### Task statement
Recast the lines below, from the line containing "of the striped" up to and including the line containing "[(764, 245)]", as a Markdown table with an Index column numbering each line and a Text column holding the line itself. Leave out blank lines.

────────────────

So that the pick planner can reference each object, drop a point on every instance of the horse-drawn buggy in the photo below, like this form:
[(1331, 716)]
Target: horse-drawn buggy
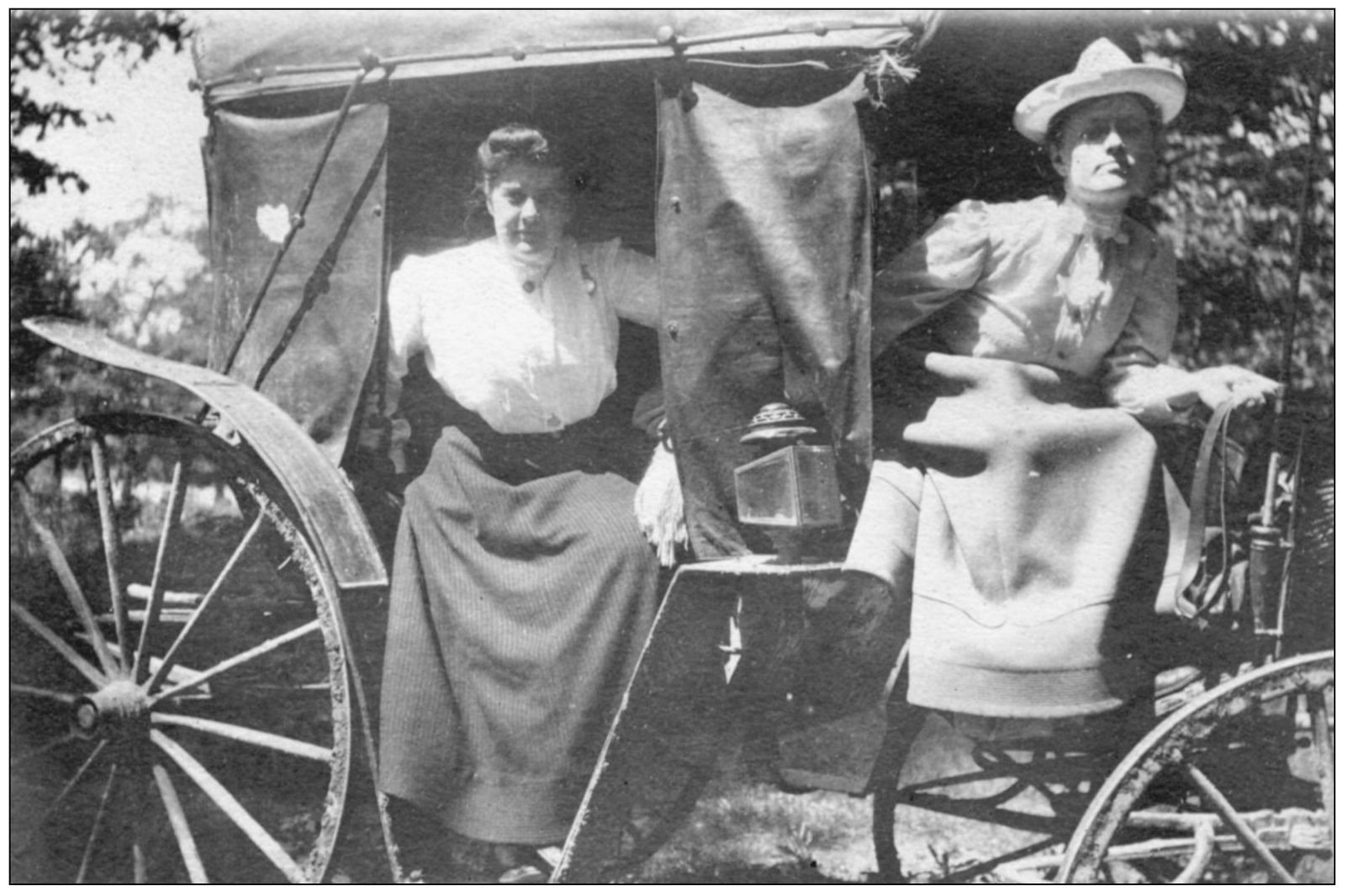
[(198, 603)]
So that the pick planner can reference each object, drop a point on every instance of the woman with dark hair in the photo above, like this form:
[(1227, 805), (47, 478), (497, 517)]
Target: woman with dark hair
[(522, 588), (1012, 480)]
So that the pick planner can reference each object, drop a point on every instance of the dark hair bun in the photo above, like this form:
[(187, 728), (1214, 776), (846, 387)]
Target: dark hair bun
[(515, 144)]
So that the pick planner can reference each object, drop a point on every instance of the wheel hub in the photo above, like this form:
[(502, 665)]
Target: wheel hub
[(119, 704)]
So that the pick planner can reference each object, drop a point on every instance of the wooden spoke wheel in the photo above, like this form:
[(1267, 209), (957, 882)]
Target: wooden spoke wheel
[(1235, 785), (179, 703)]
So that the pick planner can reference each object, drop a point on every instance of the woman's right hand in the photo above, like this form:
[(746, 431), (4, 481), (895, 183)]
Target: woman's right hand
[(1217, 386)]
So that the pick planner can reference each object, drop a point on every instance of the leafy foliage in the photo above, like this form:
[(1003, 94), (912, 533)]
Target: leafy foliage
[(142, 280), (45, 271), (64, 44), (1249, 199)]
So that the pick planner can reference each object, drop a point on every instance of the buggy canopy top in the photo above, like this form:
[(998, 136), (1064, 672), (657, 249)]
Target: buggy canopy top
[(246, 55)]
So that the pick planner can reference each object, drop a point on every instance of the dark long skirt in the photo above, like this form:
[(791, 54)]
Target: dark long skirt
[(519, 609)]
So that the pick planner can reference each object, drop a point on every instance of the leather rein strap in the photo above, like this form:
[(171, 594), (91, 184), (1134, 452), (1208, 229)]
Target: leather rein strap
[(1217, 426)]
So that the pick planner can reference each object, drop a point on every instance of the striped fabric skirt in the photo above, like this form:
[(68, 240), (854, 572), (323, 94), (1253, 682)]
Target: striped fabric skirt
[(519, 609)]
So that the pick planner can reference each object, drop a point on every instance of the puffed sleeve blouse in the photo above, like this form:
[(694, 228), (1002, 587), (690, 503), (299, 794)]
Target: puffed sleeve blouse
[(1039, 282), (526, 351)]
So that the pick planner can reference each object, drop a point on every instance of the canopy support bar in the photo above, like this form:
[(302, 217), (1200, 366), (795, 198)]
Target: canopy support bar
[(664, 35), (368, 62)]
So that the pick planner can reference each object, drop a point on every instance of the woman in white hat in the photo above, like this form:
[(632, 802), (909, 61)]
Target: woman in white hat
[(1011, 487)]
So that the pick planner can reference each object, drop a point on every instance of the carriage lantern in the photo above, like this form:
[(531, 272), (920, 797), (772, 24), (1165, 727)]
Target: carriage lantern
[(793, 487)]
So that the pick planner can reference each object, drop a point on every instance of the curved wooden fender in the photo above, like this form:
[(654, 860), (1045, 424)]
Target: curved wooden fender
[(321, 493)]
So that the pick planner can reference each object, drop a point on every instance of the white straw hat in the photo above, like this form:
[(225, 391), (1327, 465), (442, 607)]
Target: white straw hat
[(1102, 71)]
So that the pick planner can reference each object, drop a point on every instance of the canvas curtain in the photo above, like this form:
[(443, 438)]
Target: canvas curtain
[(764, 245)]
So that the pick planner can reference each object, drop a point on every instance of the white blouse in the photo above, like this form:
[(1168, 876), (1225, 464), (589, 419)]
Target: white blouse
[(1039, 282), (526, 351)]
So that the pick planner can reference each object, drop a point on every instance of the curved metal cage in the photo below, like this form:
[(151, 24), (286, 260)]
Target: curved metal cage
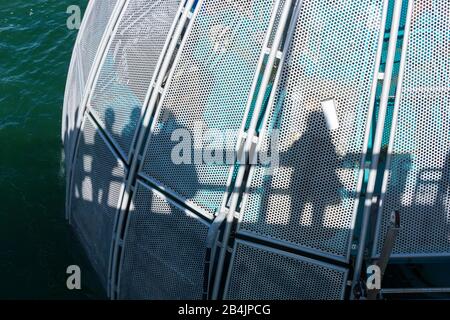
[(253, 149)]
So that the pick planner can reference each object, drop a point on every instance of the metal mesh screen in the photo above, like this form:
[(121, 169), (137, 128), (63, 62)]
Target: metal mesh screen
[(165, 250), (418, 183), (73, 100), (128, 68), (207, 96), (333, 56), (96, 24), (96, 195), (97, 17), (259, 274)]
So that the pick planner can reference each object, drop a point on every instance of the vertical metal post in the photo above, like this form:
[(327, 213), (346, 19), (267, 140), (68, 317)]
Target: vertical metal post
[(249, 141), (378, 142)]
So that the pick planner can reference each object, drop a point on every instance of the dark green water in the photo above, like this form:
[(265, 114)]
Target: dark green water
[(36, 244)]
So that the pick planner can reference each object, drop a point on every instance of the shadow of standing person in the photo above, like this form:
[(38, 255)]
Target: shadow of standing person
[(315, 181)]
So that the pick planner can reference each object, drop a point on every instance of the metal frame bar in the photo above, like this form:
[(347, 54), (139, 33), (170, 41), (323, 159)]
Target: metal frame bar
[(414, 290), (252, 130), (377, 143), (405, 49), (75, 55), (153, 93), (120, 162)]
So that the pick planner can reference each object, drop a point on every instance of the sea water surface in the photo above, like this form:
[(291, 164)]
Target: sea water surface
[(36, 243)]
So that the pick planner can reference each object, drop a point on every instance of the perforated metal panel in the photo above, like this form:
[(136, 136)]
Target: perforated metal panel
[(208, 95), (96, 195), (94, 30), (97, 17), (418, 182), (73, 100), (308, 201), (259, 273), (128, 67), (165, 250)]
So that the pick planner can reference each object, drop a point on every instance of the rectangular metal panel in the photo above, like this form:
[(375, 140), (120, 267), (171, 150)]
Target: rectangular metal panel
[(308, 200), (207, 96), (98, 15), (261, 273), (72, 100), (164, 251), (128, 68), (418, 177), (97, 191)]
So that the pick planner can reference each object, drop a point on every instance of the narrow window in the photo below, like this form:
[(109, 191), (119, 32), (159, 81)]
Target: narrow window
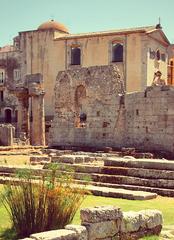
[(1, 77), (163, 57), (117, 52), (16, 74), (1, 96), (16, 116), (137, 112), (8, 116), (75, 56)]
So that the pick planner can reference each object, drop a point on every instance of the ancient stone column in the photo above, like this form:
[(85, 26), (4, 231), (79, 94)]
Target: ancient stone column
[(38, 120), (37, 115)]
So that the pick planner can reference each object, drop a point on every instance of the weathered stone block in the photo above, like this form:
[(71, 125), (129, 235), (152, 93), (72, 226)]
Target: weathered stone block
[(151, 218), (131, 222), (61, 234), (80, 230), (99, 214), (102, 230)]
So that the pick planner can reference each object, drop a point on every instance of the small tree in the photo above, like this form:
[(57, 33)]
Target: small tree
[(41, 205)]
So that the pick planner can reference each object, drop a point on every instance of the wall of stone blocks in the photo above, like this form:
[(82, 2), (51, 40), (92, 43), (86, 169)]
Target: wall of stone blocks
[(150, 118), (141, 119), (108, 223), (6, 135)]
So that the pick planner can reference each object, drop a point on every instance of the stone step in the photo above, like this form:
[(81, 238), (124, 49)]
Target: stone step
[(102, 191), (128, 180), (158, 164), (160, 186), (125, 171), (159, 191)]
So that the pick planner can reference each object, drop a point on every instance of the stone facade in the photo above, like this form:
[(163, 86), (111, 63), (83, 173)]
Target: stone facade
[(141, 119), (137, 52), (108, 223)]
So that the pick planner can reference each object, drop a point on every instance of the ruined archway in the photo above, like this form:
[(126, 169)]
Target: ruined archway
[(80, 102), (8, 115)]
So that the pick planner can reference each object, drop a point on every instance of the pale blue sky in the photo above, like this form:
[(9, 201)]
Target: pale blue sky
[(84, 15)]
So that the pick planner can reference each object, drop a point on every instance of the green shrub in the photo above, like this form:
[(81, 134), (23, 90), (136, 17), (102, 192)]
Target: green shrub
[(42, 205)]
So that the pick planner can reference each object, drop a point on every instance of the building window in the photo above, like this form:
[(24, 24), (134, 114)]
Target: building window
[(2, 77), (8, 116), (152, 53), (163, 57), (117, 52), (75, 56), (16, 74), (16, 116), (158, 55), (1, 96)]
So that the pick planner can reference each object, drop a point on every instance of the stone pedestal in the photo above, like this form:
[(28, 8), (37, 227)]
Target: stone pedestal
[(38, 120)]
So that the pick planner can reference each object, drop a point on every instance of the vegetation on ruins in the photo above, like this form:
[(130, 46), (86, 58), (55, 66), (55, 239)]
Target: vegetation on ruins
[(43, 204)]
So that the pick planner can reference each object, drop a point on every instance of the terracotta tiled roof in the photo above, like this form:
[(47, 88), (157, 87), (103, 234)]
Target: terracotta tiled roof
[(7, 48), (117, 31), (53, 25)]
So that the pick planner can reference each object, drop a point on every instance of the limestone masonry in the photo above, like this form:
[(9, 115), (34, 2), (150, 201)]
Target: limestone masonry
[(140, 54)]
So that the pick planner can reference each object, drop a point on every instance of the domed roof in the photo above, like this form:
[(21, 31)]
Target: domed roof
[(53, 25)]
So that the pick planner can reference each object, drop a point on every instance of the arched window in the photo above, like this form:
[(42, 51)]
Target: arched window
[(117, 52), (158, 55), (8, 116), (75, 56)]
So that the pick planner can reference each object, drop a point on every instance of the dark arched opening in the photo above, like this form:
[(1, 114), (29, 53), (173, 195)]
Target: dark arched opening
[(75, 56), (117, 52)]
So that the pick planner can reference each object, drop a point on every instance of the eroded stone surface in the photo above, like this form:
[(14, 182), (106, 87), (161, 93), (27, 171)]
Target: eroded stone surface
[(61, 234), (99, 214)]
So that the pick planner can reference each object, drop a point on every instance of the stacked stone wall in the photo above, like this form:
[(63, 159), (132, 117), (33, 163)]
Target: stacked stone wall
[(142, 119), (108, 223), (6, 134)]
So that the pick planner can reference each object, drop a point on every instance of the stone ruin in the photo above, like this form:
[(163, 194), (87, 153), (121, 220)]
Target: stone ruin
[(108, 223), (94, 111)]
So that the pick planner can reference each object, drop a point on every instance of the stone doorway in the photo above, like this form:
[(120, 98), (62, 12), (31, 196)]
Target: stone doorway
[(8, 116)]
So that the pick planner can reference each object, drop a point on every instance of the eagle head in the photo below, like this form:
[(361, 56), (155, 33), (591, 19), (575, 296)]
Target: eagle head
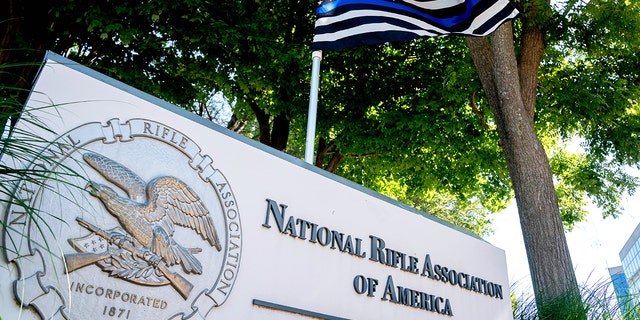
[(100, 191)]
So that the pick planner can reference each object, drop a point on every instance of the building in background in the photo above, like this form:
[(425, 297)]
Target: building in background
[(628, 289), (621, 288)]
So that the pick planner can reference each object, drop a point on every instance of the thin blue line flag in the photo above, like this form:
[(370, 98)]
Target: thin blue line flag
[(344, 24)]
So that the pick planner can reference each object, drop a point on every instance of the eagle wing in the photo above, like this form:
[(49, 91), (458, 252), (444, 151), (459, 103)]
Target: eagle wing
[(119, 175), (173, 202)]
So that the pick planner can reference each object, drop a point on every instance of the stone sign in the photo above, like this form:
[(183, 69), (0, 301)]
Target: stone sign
[(150, 212)]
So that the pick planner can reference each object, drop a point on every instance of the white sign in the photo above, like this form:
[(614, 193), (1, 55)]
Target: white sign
[(163, 215)]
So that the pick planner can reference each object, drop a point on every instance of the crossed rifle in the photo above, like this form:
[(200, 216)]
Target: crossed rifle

────────────────

### Solution to this exercise
| Index | Text |
|---|---|
| 1 | So that the pick planner can reference each object, drop a point on every instance of the striped fabric skirt in the photo above, like this form: |
| 2 | [(68, 240), (854, 572), (323, 94), (1253, 682)] |
| 3 | Target: striped fabric skirt |
| 4 | [(519, 609)] |
| 5 | So that the pick planner can reference each object, drop a point on every instance of the puffed sleeve blouse in the photo above, like this form: |
| 6 | [(694, 228), (1002, 587), (690, 503), (299, 794)] |
| 7 | Target: puffed sleeve blouse |
| 8 | [(1039, 282), (526, 351)] |
| 9 | So that the pick planner can reference each object, drop a point on every instance of the canopy support bar in the photo above, like this form: |
| 10 | [(302, 217), (1200, 366), (795, 198)] |
| 11 | Target: canopy support bar |
| 12 | [(664, 35), (368, 62)] |
| 13 | So that the pick planner can reference each object, drop a point on every instance of the woman in white hat in the photo above, like this form: |
| 14 | [(632, 802), (909, 61)] |
| 15 | Target: woman in white hat |
| 16 | [(1011, 487)] |
| 17 | So that the pick planner can reference each object, drop a point on every instance of the carriage lantern in the photo above, like this form: |
| 18 | [(531, 272), (920, 797), (772, 24), (1165, 727)] |
| 19 | Target: carriage lantern |
| 20 | [(793, 487)] |
| 21 | So that the pick planner can reference each object, drop a point on every instance of the curved wooden fender in the photo above, like this form: |
| 22 | [(654, 860), (1045, 424)] |
| 23 | Target: curved wooden fender |
| 24 | [(321, 493)] |
| 25 | So that the pick planner can reference each object, drop a point on every instance of the white straw hat in the photo above, like this form: |
| 26 | [(225, 391), (1327, 465), (442, 607)] |
| 27 | Target: white straw hat |
| 28 | [(1102, 71)] |
| 29 | So that the pick planner can reference each object, drop a point on every instance of the canvas curtain in the photo above, like this form: |
| 30 | [(443, 438)] |
| 31 | Target: canvas curtain |
| 32 | [(764, 245)] |